» **DIRECTIVES**
[1] In the passage on quantum hardware timelines, why does the author's calculation show the gap closing much sooner than QTT's? Answer in one to three sentences.
[2] List every line in the entries that contains the string "tile".

» **SOURCE PASSAGE**
By contrast, QTT’s default approach is deliberately conservative on hardware. It appears to assume qubit counts will grow at roughly a single-exponential rate (something like 10× every decade in the number of qubits, which historically has been the case in the last 10 years of small-scale devices). It also assumes a high overhead for error correction using standard methods, for example, if physical gate error rates stay around $$10^{-3}$$, you might need thousands of physical qubits to stabilize 1 logical qubit. QTT’s 2051 default timeline for RSA-2048 implies that the model doesn’t expect more than a few thousand logical qubits until mid-century.
In other words, my benchmark bets on optimistic improvements (potentially super-exponential growth akin to “Neven’s Law”), whereas QTT sticks to cautious extrapolation of demonstrated trends. The result: my calculation shows the gap closing much sooner, while QTT’s shows a long slog where the required scale (e.g. thousands of logical qubits) isn’t reached until the 2050s.

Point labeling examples
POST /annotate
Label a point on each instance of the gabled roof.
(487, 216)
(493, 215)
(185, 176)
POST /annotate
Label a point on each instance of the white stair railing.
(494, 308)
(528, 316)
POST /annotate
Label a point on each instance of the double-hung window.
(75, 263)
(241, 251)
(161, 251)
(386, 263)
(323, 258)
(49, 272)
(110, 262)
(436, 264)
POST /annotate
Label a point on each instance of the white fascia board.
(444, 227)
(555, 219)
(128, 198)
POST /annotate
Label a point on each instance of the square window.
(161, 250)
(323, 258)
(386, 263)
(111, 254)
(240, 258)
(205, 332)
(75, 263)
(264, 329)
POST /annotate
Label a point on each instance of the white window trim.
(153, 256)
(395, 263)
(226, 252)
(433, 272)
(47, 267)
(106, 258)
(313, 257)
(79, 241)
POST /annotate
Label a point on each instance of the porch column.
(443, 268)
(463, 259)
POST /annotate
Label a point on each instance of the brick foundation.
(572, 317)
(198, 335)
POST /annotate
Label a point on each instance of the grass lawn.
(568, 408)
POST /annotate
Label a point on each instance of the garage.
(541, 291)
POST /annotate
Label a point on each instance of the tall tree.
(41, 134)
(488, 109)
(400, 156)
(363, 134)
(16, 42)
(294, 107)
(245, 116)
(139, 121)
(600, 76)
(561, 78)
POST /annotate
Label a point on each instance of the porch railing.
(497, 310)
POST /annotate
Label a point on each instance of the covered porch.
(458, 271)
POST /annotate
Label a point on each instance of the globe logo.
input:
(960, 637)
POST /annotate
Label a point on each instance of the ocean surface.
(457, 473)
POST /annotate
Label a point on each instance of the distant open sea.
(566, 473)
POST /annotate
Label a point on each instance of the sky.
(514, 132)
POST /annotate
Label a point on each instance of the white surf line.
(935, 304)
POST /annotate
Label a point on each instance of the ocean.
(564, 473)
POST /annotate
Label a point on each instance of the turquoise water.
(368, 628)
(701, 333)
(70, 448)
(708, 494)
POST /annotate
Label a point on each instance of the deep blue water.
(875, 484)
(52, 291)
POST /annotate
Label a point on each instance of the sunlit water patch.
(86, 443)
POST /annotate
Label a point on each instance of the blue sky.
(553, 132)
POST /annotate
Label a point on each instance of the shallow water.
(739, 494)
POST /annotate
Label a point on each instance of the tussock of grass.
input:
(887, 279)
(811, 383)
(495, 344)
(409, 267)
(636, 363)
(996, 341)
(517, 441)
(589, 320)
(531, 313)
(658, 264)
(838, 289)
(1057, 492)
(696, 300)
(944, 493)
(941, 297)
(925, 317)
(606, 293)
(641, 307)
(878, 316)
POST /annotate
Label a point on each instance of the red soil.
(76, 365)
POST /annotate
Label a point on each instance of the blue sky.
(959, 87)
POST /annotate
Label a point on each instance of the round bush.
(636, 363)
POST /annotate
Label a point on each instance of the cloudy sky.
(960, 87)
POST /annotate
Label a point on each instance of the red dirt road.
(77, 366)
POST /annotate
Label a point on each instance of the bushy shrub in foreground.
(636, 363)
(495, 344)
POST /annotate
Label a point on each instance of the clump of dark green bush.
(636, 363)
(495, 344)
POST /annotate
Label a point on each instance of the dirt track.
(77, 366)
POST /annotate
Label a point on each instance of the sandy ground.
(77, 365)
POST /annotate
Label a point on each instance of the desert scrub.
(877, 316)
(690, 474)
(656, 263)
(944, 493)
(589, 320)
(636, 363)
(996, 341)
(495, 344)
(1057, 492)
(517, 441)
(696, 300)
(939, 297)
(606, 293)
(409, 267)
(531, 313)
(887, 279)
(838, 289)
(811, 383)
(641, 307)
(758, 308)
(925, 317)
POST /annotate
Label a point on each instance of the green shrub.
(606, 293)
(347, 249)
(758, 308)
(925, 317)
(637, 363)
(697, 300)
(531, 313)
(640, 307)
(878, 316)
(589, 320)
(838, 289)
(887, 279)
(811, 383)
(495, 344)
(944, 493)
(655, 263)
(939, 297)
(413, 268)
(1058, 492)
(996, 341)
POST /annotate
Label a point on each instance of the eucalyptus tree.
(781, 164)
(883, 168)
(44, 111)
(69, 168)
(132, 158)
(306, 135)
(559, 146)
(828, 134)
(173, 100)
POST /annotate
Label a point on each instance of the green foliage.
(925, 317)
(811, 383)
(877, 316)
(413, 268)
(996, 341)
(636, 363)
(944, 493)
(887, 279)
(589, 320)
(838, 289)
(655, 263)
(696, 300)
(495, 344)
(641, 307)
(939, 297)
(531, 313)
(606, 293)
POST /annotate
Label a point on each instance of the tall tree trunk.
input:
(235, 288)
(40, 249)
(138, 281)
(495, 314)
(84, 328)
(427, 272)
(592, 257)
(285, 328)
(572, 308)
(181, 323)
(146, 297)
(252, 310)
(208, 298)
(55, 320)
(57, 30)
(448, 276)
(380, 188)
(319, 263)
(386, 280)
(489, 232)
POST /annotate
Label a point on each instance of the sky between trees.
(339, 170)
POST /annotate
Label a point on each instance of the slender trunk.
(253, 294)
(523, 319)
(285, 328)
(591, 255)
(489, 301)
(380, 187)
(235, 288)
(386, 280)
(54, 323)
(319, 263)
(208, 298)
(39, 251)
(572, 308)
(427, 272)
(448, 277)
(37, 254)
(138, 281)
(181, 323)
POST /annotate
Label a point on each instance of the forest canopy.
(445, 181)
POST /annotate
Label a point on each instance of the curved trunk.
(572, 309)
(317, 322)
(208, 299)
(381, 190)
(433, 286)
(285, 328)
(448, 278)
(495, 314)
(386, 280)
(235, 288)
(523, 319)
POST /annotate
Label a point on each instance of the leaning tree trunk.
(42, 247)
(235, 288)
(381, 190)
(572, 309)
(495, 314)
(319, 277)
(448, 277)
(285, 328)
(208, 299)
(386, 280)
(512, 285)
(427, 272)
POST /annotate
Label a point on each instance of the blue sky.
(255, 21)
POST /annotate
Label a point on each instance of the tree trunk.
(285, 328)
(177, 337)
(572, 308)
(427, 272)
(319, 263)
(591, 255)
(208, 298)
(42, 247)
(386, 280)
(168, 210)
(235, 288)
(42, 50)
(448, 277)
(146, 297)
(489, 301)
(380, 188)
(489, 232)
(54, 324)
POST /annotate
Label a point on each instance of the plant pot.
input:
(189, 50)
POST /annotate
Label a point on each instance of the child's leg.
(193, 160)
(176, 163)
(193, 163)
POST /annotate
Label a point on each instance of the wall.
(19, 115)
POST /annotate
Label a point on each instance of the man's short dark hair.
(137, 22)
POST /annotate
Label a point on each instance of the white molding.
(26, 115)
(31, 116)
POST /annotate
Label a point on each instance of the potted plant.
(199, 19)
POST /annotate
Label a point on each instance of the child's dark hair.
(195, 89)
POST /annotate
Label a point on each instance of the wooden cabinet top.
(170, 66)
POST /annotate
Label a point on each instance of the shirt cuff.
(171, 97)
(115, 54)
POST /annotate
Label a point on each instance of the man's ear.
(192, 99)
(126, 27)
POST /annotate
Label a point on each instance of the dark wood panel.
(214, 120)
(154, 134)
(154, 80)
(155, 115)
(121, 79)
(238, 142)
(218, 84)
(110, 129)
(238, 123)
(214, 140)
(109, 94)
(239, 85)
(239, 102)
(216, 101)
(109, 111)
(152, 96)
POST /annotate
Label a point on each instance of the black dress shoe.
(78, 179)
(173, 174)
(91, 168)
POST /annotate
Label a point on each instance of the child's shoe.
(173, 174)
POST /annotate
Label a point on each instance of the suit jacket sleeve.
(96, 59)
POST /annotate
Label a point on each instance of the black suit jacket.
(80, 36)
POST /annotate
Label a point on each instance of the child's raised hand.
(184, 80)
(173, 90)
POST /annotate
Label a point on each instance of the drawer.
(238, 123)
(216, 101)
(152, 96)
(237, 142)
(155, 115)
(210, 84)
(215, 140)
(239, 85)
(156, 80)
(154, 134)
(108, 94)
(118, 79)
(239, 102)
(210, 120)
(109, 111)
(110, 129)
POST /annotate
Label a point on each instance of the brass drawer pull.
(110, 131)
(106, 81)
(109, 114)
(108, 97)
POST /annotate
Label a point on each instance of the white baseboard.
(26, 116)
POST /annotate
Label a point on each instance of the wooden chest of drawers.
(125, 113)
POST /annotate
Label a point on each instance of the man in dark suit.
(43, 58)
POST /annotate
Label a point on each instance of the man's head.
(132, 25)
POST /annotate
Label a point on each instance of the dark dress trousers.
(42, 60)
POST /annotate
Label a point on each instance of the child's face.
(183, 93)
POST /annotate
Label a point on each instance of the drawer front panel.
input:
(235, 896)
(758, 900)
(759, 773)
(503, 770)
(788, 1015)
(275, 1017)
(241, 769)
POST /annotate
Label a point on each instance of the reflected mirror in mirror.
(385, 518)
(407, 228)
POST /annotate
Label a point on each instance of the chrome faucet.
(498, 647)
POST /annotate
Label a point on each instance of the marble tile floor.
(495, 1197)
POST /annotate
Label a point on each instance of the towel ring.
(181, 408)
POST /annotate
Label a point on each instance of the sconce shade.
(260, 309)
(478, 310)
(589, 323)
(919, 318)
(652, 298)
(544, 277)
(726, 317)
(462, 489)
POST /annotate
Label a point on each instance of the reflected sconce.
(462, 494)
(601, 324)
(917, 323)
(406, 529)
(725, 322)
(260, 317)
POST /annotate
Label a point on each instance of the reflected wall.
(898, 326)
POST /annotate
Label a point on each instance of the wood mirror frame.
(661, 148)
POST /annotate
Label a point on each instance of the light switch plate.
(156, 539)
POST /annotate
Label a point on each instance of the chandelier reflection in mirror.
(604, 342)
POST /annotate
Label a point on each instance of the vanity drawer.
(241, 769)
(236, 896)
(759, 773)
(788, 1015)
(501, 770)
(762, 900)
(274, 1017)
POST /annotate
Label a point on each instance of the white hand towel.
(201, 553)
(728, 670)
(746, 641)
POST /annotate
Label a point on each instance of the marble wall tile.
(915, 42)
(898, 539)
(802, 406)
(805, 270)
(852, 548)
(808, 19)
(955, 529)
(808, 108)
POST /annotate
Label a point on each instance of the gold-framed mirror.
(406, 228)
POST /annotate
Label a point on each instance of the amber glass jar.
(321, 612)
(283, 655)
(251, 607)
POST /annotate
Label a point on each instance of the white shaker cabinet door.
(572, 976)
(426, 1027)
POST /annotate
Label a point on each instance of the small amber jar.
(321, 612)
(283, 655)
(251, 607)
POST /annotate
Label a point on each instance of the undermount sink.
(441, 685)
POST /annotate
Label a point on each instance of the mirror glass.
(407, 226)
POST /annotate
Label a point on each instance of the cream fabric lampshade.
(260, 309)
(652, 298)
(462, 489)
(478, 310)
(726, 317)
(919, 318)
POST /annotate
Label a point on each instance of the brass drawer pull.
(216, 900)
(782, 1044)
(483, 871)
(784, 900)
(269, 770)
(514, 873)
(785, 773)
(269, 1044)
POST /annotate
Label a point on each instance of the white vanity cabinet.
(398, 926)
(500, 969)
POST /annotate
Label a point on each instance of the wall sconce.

» **WRITTEN RESPONSES**
[1] The author's benchmark assumes optimistic hardware improvements, possibly super-exponential growth like "Neven's Law." QTT instead sticks to cautious extrapolation of demonstrated trends, such as roughly 10× more qubits per decade and a high error-correction overhead. As a result, QTT doesn't reach the required scale of thousands of logical qubits until the 2050s.

[2]
Label a point on each instance of the marble tile floor.
Label a point on each instance of the marble wall tile.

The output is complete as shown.